··· Data extract

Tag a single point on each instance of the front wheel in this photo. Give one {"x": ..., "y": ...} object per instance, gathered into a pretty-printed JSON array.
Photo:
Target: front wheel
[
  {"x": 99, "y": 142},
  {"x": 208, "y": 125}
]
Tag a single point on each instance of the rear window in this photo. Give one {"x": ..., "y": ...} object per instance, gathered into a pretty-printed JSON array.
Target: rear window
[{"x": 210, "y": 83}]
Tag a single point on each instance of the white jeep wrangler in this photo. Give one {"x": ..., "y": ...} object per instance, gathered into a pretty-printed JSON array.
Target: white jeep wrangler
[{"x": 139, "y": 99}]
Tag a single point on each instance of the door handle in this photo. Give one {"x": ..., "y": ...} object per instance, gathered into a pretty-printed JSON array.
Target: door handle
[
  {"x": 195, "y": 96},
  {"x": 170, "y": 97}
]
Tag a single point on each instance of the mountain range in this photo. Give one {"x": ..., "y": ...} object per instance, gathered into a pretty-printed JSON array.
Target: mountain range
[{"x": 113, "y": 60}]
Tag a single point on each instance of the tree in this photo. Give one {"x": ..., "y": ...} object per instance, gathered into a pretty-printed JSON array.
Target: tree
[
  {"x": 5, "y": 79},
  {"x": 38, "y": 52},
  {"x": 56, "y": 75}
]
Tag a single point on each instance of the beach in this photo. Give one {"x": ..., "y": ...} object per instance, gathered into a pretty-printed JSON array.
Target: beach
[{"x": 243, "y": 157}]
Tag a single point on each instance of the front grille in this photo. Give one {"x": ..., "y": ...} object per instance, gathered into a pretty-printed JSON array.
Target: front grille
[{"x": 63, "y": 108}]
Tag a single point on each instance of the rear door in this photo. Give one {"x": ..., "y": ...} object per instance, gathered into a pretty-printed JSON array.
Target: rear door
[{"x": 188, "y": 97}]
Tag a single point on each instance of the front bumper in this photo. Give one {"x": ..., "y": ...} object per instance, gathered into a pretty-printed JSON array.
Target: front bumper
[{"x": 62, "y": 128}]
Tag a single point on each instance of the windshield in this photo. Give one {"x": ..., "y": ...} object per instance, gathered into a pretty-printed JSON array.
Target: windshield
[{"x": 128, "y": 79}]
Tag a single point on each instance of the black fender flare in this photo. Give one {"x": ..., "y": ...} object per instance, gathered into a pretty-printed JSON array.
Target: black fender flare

······

What you will do:
Put every line of the listing above, from the line containing "Tag a single point on each instance of the front bumper" through the end of the listing, into a Markdown table with the columns Row and Line. Number the rows and skip any blank lines.

Result:
| Row | Line |
|---|---|
| 1 | Tag a single point on each instance of the front bumper in this photo. Give one {"x": ..., "y": ...} object per instance, gathered into a pretty-printed JSON array. |
| 2 | Target: front bumper |
| 3 | [{"x": 62, "y": 128}] |
| 4 | Tag a single point on each instance of the windshield in this photo. Give one {"x": ..., "y": ...} object per instance, gathered into a pretty-printed JSON array. |
| 5 | Target: windshield |
| 6 | [{"x": 128, "y": 79}] |
| 7 | Tag a single point on each instance of the black fender flare in this photo. Give one {"x": ..., "y": ...} object per instance, gathered into a pretty-printed JSON array. |
| 8 | Target: black fender flare |